>> BEGIN Data provided
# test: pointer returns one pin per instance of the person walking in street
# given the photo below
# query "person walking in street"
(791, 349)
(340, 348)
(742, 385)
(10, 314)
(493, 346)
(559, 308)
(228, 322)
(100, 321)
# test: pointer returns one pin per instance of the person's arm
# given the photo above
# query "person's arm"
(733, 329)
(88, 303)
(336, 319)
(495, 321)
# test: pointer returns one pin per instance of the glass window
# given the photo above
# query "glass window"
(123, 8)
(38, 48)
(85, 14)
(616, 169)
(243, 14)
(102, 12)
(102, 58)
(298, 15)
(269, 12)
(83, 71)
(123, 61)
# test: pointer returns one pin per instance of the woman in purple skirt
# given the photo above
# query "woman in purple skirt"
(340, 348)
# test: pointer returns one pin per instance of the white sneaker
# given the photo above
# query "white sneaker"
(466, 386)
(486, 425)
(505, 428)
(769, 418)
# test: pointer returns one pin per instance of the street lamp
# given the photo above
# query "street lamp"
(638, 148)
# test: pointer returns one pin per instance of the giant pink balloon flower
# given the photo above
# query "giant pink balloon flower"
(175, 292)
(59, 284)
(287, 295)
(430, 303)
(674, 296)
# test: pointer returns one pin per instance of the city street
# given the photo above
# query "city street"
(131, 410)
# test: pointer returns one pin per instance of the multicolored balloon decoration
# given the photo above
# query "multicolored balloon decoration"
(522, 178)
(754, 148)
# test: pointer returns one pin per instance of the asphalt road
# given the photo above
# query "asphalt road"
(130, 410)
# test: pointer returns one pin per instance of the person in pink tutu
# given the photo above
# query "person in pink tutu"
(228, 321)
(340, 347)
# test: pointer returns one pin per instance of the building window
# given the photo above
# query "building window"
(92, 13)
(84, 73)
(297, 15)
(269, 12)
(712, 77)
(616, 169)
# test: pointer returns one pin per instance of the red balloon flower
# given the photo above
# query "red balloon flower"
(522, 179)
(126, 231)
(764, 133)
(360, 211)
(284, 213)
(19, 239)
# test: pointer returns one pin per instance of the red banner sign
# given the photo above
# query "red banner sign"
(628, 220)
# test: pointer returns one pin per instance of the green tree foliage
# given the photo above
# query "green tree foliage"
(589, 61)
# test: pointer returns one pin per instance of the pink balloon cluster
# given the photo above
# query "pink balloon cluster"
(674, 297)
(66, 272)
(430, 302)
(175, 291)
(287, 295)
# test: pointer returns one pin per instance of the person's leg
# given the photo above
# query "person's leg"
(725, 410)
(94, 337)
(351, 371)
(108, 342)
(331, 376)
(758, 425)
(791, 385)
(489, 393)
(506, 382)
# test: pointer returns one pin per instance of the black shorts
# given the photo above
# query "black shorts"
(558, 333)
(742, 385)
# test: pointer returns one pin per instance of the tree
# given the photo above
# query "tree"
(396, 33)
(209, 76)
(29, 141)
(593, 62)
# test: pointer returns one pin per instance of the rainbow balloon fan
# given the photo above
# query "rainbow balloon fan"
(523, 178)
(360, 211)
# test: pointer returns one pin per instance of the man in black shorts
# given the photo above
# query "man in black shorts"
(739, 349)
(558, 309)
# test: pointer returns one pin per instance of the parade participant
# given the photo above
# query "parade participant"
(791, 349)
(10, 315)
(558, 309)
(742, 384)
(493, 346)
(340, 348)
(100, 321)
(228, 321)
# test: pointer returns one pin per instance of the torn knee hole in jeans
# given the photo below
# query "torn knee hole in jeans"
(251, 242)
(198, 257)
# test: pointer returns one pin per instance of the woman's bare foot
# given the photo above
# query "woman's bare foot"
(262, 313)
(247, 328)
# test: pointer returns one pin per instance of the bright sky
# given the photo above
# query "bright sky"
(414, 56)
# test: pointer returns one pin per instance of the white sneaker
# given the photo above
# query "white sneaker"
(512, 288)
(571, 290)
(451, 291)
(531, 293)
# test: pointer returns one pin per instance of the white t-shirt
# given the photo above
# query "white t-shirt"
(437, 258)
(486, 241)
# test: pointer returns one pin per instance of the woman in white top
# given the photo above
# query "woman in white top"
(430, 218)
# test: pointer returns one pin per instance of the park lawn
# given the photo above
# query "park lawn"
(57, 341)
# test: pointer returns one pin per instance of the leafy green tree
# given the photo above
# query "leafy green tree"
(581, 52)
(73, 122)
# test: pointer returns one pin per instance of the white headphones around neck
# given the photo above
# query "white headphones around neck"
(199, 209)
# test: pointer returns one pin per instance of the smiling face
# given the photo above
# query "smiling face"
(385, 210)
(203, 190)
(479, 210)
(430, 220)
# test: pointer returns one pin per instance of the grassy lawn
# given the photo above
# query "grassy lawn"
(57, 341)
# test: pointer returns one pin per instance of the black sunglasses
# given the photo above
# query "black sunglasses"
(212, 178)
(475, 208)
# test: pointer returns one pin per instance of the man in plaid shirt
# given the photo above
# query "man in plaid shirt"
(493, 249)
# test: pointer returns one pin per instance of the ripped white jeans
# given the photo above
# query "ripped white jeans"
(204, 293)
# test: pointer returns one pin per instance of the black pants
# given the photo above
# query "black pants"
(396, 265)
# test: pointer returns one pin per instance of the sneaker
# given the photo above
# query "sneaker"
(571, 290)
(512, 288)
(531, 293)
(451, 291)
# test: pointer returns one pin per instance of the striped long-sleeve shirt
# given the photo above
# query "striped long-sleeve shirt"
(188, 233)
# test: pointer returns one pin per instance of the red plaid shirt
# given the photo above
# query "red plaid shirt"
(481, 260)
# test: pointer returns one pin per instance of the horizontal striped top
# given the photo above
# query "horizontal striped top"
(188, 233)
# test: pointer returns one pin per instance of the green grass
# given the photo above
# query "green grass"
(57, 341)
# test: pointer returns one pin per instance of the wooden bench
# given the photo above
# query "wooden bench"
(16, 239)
>> END Data provided
# [Direction]
Quote the line that contains "# test: pointer returns one pin per instance of the striped" and each line after it through the end of the data, exactly, leaving out everything else.

# [Output]
# test: pointer returns one pin per instance of the striped long-sleeve shirt
# given the photo above
# query "striped long-sleeve shirt"
(188, 233)
# test: pointer returns one pin per instance of the red plaid shirt
# given the photo above
# query "red plaid shirt"
(481, 260)
# test: pointer returns one pin per instance of the horizontal striped top
# given the photo above
# query "horizontal striped top"
(188, 233)
# test: pointer returns one pin per instance of the green grass
# given the photo above
# query "green grass"
(57, 341)
# test: pointer returns one pin per instance of the wooden bench
# given the photo above
# query "wooden bench"
(16, 239)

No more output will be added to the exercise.